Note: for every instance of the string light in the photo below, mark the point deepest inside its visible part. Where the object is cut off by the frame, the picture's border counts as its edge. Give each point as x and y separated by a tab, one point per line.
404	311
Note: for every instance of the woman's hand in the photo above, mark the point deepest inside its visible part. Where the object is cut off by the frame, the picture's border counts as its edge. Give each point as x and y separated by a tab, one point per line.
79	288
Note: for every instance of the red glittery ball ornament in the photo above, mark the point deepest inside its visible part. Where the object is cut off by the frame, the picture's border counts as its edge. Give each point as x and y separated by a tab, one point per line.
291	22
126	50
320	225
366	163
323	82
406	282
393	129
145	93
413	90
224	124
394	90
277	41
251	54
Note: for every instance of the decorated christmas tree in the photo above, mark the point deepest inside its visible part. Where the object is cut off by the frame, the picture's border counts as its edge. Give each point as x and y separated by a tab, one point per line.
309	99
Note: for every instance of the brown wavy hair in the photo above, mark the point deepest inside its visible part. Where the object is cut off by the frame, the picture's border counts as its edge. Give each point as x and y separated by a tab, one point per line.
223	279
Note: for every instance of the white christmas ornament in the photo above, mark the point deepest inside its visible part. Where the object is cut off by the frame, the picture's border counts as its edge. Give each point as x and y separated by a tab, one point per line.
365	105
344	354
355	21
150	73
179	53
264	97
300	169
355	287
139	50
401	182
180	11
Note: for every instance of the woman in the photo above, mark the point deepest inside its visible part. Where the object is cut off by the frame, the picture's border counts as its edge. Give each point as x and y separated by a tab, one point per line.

· · ·

Each record is to be given again in full, exactly as it reads.

Note: for every instance of the string light in the photo below, mark the point deepest inside its visible part. Where the object is cut off by the frame, the picture's border counts as its edge. Give each point as x and y separated by a tab, one point per line.
404	311
Note: for every instance of the woman's hand in the photo above, mark the point deepest inside its visible part. Where the object is cut off by the frame, the picture's border counts as its edge. Give each point as x and y separated by a tab, one point per line.
79	288
Note: for every instance of the red glittery ball ornament in the photo above, mark the point deepest inside its visible part. Where the object is cut off by the frame, the picture's border counts as its edge. Give each point as x and y separated by a tab, one point per line.
291	22
126	50
320	225
366	163
323	82
406	282
393	129
145	93
413	90
224	124
394	90
277	41
251	54
Note: for every instance of the decorated christmas tree in the photo above, mark the point deepest inside its visible part. Where the object is cut off by the frame, the picture's border counts as its edge. Give each point as x and y separated by a tab, one point per line.
309	99
Note: for every instance of the brown wavy hair in the photo above, mark the point deepest inside its visible part. Where the object is cut off by the frame, the picture's border counts as its edge. Give each point as x and y separated by a tab, one point per line.
223	279
Note: for every instance of the white christmas ornament in the photo above, mark the point deepest inside its visible part. Where the object is cut off by the frame, the picture's border counts as its edge. Give each point as x and y separated by a tab, one point per line.
365	105
344	354
355	21
150	73
179	53
264	97
300	169
355	287
139	50
401	182
180	11
Note: for every instance of the woman in the photo above, mark the point deepest inside its visible part. Where the object is cut off by the frame, the picture's border counts as its edge. Give each point as x and y separated by a tab, one point per line.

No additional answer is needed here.